**ARTICLE:**

::::::

What I think you're referring to, Dan, is the difference in the casino's edge on a field bet, when the house pays triple versus double, on the roll of a 12. Paying out triple on the 12, the casino edge is 2.78%, as opposed to its standard double-pay with a 5.56% edge.
Normally, craps has the same standard payouts from casino to casino, but there are some variations that the craps player should be acquainted with to get better, albeit still atrocious, odds. Three wagers come to mind. The field bet mentioned above, the hop on 2 or 12, and the hop on the 11.
Hop bets are one-roll wagers that can be made on any specific two-dice combination on the next roll. Although there is no specific location on the layout for most hop bets, the dealer will broker your wager just so long as you call a hop bet out before the dice are cast. For instance, you say to the stickman, "I want box cars on the hop," meaning, that you are betting that on the next roll, a pair of sixes will be belly-up.
As for the hop 2 or 12, the casino is going to pay you either or 30-1 or 31-1. The 2 or 12 that pays 30 to 1 has a casino advantage of 13.89%, and although getting paid 31-1 is slightly better, the true odds remain 35-1, so getting paid a measly buck more still makes it one of the worst bets on the crap table.
The other common variation is the payout for a hop bet on an 11. This is a bet that an 11 (also known as a "Yo") will be thrown on the next roll. Different casinos pay this bet at either 15-1 or 16-1, and the casino edge on this wager is 16.7% or 11.1%, respectively.
Here's the deal, Dan. All hop bets, and most proposition bets on the craps layout for that matter, have a high house advantage and should be canned, jettisoned, deep-sixed from your casino-betting repertoire. Proposition bets are just not the smart way to play craps. A bet on the pass line, taking odds, or placing the six or eight is what I call SMART PLAY.

::::::

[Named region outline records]
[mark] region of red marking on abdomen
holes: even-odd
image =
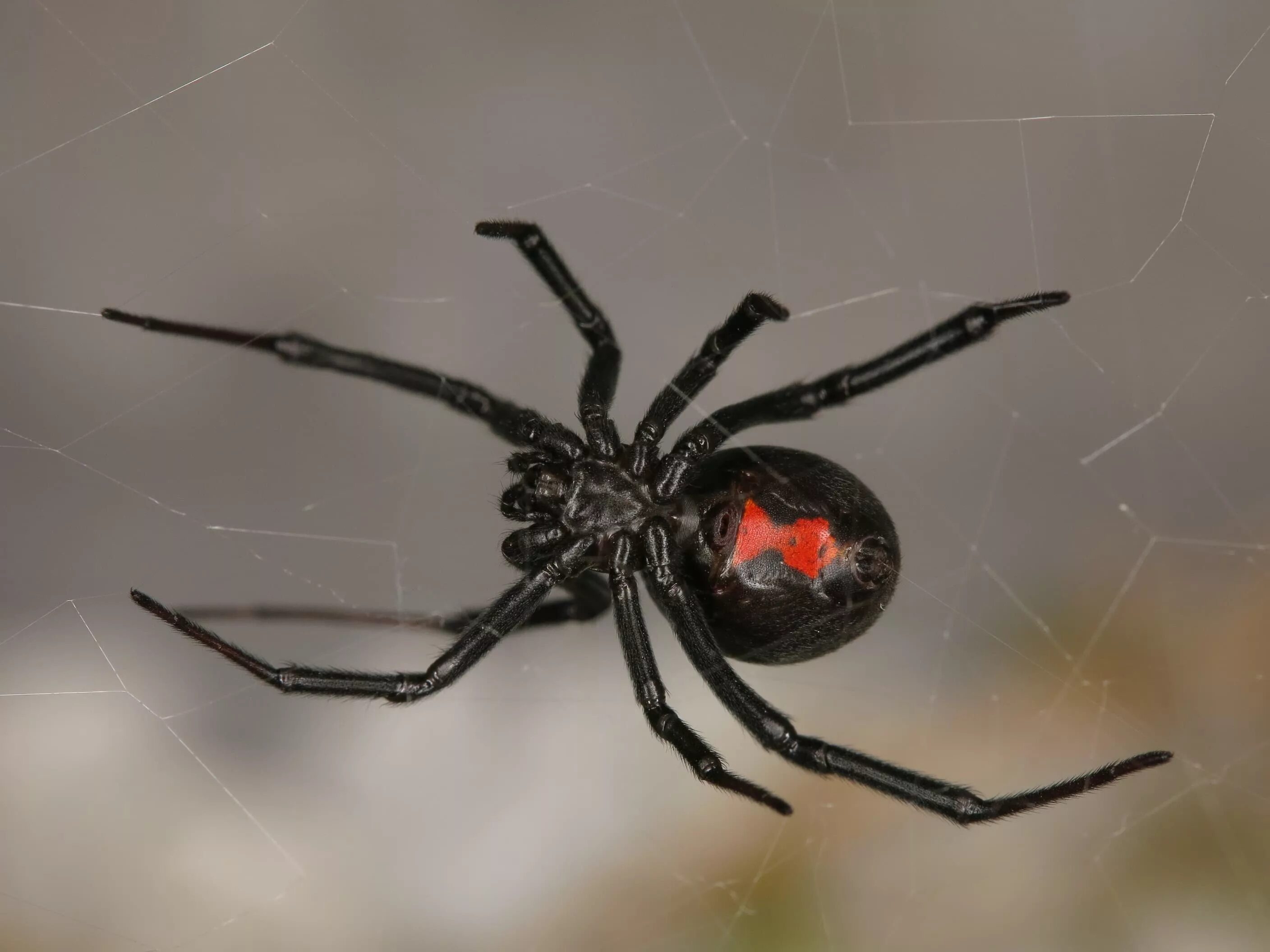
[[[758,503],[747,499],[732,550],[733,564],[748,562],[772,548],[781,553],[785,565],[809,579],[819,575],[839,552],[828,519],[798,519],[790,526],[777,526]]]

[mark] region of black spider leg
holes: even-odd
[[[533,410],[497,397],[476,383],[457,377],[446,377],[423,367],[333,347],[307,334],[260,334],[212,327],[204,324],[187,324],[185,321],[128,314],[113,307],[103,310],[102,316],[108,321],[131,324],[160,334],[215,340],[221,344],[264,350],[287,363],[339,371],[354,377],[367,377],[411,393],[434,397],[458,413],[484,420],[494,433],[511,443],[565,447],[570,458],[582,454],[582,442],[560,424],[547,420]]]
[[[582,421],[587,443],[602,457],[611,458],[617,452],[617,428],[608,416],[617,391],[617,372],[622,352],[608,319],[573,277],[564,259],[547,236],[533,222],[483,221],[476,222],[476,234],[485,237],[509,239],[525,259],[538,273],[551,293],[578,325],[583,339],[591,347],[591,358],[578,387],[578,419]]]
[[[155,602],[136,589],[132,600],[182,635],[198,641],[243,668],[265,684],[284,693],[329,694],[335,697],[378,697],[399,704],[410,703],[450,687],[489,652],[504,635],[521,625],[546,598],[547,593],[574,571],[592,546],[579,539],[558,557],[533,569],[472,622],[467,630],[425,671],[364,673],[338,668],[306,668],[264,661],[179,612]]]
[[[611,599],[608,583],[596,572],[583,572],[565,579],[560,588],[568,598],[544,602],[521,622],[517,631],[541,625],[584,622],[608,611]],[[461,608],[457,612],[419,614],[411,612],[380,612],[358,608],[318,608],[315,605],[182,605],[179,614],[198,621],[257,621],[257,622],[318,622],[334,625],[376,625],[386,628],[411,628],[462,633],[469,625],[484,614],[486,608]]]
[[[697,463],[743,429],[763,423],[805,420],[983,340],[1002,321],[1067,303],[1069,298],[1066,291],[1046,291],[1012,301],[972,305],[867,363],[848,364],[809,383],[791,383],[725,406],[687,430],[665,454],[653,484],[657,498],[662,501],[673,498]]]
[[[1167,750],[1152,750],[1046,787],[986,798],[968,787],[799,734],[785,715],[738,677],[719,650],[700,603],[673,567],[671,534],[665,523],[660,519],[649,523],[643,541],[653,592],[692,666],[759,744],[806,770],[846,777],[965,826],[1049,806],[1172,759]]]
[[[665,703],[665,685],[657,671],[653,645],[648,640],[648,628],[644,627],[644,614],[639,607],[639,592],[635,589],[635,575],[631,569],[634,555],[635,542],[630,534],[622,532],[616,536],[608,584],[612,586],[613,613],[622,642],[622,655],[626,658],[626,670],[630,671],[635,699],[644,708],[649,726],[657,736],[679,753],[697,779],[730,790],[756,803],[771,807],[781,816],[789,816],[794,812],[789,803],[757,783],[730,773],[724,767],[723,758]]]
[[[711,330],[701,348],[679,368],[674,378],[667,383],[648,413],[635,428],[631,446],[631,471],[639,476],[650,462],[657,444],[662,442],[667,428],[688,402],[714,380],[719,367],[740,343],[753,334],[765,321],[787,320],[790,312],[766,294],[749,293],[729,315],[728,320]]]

::::::

**REQUIREMENT 1:** According to the craps column, what is the casino edge on a field bet when the house pays triple on a 12?
**REQUIREMENT 2:** Decide whether each statement agrees with the craps column, and support each yes or no with the deciding words from the column: (a) Casinos pay a hop bet on 11 at either 15-1 or 16-1. (b) The true odds on a hop bet on 2 or 12 are 30-1. (c) Most hop bets have their own spot on the layout.
**REQUIREMENT 3:** Write the next part of the craps column, starting after its final sentence.

**WRITTEN RESPONSE 1:** 2.78%

**WRITTEN RESPONSE 2:**
(a) Yes: "Different casinos pay this bet at either 15-1 or 16-1"
(b) No: "the true odds remain 35-1"
(c) No: "there is no specific location on the layout for most hop bets"

**WRITTEN RESPONSE 3:**
Dear Mark: I am 74 years old and a longtime keno player. My favorite ticket is a fifteen spot. I play that many numbers because it represents the birthdays of all 15 of my grandchildren. Not that I think they are unlucky, but I have never won anything over $100. My husband believes the chances are over one in a million that I ever will. Noting my age, and on a scale of one through 10, what do you think my chances are of ever hitting this ticket? Doris K.
Huh, a scale of one to 10? Is there any possibility, Doris, that you will let me use a negative number — a wee, teensy, microscopic, dust mote of a number?
I would be conscience-stricken, Doris, if I didn't tell you that your chances are at the very bottom of the wishing well, in that to date, no one has ever hit a solid 15, a solid 14 spot, a solid 13 nor even, to the best of my knowledge, a 12 out of 12.
So what are the odds of your hitting a solid 15 spot? It's a doozy, Doris. Try 428 billion to one. So, if you get started now, playing at a buck a pop, six tickets an hour, 24/7, you'll need to add 8,143,074 years to your young 74-year initial flurry of life. There's always blackjack, of course.
Gambling Wisdom of the Week: "Give ma a deck of cards instead of a tax shelter and I'll take my chances." —Mario Puzo, "Inside Las Vegas"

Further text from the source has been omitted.